Excerpted records:
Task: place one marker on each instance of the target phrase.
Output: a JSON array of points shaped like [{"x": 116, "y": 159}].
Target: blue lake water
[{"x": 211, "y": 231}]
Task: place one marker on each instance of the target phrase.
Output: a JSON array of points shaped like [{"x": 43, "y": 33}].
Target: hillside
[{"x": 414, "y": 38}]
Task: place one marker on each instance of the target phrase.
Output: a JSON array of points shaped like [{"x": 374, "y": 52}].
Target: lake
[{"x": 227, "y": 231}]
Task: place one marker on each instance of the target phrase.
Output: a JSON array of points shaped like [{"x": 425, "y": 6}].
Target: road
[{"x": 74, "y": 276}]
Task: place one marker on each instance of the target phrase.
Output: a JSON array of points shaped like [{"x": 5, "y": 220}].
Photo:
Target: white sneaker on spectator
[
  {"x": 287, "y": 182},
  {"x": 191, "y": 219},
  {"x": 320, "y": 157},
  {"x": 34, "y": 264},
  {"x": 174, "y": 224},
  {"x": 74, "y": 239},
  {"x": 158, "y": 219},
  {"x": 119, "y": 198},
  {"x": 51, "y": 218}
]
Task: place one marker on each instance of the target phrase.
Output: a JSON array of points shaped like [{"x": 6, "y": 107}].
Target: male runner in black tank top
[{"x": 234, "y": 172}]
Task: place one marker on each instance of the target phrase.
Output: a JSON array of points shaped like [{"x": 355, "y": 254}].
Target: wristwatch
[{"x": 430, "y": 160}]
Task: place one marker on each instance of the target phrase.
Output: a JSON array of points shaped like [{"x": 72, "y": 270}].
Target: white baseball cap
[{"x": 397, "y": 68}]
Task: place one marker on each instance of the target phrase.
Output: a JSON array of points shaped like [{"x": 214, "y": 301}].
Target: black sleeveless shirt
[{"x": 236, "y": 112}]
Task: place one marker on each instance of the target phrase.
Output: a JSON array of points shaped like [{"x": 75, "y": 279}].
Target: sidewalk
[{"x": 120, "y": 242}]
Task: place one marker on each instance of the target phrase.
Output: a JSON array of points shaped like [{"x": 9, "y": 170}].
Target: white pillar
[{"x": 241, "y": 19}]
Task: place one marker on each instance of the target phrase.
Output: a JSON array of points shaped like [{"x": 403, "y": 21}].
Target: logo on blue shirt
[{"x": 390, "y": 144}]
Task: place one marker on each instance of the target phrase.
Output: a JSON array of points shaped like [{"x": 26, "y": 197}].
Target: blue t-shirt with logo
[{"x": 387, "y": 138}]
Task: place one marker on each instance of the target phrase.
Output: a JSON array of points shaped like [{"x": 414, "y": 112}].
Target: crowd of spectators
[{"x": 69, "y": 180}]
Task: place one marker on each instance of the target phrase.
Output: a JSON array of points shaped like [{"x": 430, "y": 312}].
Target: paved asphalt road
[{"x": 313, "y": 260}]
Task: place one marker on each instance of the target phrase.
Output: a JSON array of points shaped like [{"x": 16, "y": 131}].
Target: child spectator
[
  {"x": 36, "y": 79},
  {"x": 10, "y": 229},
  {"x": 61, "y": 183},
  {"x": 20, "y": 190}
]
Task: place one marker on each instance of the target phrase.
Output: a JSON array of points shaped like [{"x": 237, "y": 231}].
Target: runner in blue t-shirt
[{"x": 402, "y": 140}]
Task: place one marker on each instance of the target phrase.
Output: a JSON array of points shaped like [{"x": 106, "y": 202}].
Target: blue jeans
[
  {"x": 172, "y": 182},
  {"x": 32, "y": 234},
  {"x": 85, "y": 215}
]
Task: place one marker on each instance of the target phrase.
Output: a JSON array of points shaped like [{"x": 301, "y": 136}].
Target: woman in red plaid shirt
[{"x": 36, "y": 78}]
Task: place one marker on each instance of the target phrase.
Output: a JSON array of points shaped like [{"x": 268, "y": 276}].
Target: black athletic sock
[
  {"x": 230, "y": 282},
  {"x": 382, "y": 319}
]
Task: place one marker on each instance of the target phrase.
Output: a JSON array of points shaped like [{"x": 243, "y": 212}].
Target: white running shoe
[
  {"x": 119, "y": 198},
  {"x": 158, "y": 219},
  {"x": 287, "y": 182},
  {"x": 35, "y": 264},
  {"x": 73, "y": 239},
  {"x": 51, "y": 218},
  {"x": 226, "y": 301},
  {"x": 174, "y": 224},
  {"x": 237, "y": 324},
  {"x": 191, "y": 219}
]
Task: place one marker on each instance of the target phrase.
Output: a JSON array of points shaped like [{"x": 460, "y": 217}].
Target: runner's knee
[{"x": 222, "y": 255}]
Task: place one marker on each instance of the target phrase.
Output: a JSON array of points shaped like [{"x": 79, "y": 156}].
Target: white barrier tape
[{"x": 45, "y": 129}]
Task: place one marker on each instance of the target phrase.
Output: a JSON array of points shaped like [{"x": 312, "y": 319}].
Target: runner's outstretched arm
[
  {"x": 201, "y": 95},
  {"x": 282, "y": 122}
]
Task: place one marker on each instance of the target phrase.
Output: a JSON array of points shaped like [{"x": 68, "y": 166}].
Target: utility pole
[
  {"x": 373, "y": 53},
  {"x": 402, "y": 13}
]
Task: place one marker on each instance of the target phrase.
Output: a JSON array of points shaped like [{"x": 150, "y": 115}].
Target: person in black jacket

Work task: The full set of entries must be printed again without any alteration.

Solution for this exercise:
Task: place one marker on each instance of the target phrase.
Output: a JSON array of points shaped like [{"x": 116, "y": 159}].
Target: blue lake water
[{"x": 211, "y": 231}]
Task: place one marker on each instance of the target phrase.
Output: a JSON array of points shaped like [{"x": 43, "y": 33}].
Target: hillside
[{"x": 414, "y": 38}]
Task: place one marker on each instance of the target phrase.
Output: a JSON array of points shaped like [{"x": 374, "y": 52}].
Target: lake
[{"x": 227, "y": 231}]
Task: place one marker on each instance of the target phrase.
Output: a JSON array of points shaped like [{"x": 425, "y": 6}].
Target: road
[{"x": 74, "y": 276}]
Task: place one marker on each instance of the target phrase.
Output: a JSON array of points shaped like [{"x": 5, "y": 220}].
Photo:
Target: white sneaker on spectator
[
  {"x": 287, "y": 182},
  {"x": 191, "y": 219},
  {"x": 320, "y": 157},
  {"x": 34, "y": 264},
  {"x": 174, "y": 224},
  {"x": 74, "y": 239},
  {"x": 158, "y": 219},
  {"x": 119, "y": 198},
  {"x": 51, "y": 218}
]
Task: place one marker on each instance of the target phrase.
Output: a JSON array of points shaped like [{"x": 6, "y": 107}].
Target: male runner in black tank top
[{"x": 234, "y": 172}]
Task: place one marker on each instance of the target phrase.
Output: a JSON array of points shaped like [{"x": 355, "y": 254}].
Target: wristwatch
[{"x": 430, "y": 160}]
Task: place one marker on each instance of the target phrase.
Output: a JSON array of points shaped like [{"x": 72, "y": 270}].
Target: white baseball cap
[{"x": 397, "y": 68}]
Task: place one marker on each instance of the target phrase.
Output: a JSON array of points shaped like [{"x": 214, "y": 301}].
Target: black sleeveless shirt
[{"x": 236, "y": 112}]
Task: place one marker on each instance of the target phrase.
Output: a JSON array of points shaped like [{"x": 75, "y": 279}].
Target: sidewalk
[{"x": 120, "y": 242}]
Task: place one marker on each instance of the target phrase.
Output: a JSON array of points shaped like [{"x": 9, "y": 170}].
Target: white pillar
[{"x": 241, "y": 19}]
Task: place one marker on each instance of the target phrase.
Output: a JSON array of points shaped like [{"x": 403, "y": 21}].
Target: logo on blue shirt
[{"x": 390, "y": 144}]
Task: place one marker on each instance of the target phrase.
Output: a JSON array of points shaped like [{"x": 26, "y": 197}].
Target: blue t-shirt with logo
[{"x": 387, "y": 138}]
Task: place one marker on each instance of the target phrase.
Output: a JSON array of points shaped like [{"x": 414, "y": 112}].
Target: crowd of spectators
[{"x": 69, "y": 180}]
Task: place one marker on each instance of the target phrase.
Output: a JSON array of points shaped like [{"x": 430, "y": 312}].
Target: paved asphalt road
[{"x": 313, "y": 260}]
Task: place one marker on each instance of the target phrase.
Output: a JSON array of points shaped like [{"x": 16, "y": 131}].
Target: child spectator
[
  {"x": 36, "y": 79},
  {"x": 10, "y": 229},
  {"x": 61, "y": 183},
  {"x": 20, "y": 190}
]
Task: place one marker on each instance of the target phrase.
Output: a JSON array of points shaped like [{"x": 237, "y": 231}].
Target: runner in blue t-shirt
[{"x": 402, "y": 140}]
Task: place one marker on each instance of the target phrase.
Output: a JSON array of points shaped like [{"x": 106, "y": 202}].
Target: blue jeans
[
  {"x": 172, "y": 182},
  {"x": 32, "y": 234},
  {"x": 85, "y": 215}
]
Task: place one marker on each instance of the target phrase.
Output: a JSON array of points shaped like [{"x": 301, "y": 136}].
Target: woman in red plaid shirt
[{"x": 36, "y": 78}]
Task: place one marker on each instance of the target phrase.
Output: a JSON array of points shaped like [{"x": 268, "y": 276}].
Target: black athletic sock
[
  {"x": 230, "y": 282},
  {"x": 382, "y": 319}
]
Task: place one marker on each instance of the target phrase.
Output: a JSON array of points shaped like [{"x": 243, "y": 212}].
Target: white running shoe
[
  {"x": 119, "y": 198},
  {"x": 158, "y": 219},
  {"x": 287, "y": 182},
  {"x": 35, "y": 264},
  {"x": 73, "y": 239},
  {"x": 51, "y": 218},
  {"x": 226, "y": 301},
  {"x": 174, "y": 224},
  {"x": 237, "y": 324},
  {"x": 191, "y": 219}
]
Task: place one marker on each instance of the target phrase.
Output: a JSON array of points shaped like [{"x": 460, "y": 217}].
Target: runner's knee
[{"x": 222, "y": 255}]
Task: place one marker on each instance of the target phrase.
Output: a JSON array of points shaped like [{"x": 79, "y": 156}].
Target: white barrier tape
[{"x": 45, "y": 129}]
Task: place one marker on each instance of the target phrase.
Output: a JSON array of points shaped like [{"x": 312, "y": 319}].
Target: runner's outstretched arm
[
  {"x": 201, "y": 95},
  {"x": 282, "y": 122}
]
Task: place one marker on each instance of the target phrase.
Output: a JSON array of points shaped like [{"x": 68, "y": 166}].
Target: utility pole
[
  {"x": 373, "y": 53},
  {"x": 402, "y": 13}
]
Task: place one marker on each instance of the target phrase.
Output: a JSON array of points shaped like [{"x": 150, "y": 115}].
Target: person in black jacket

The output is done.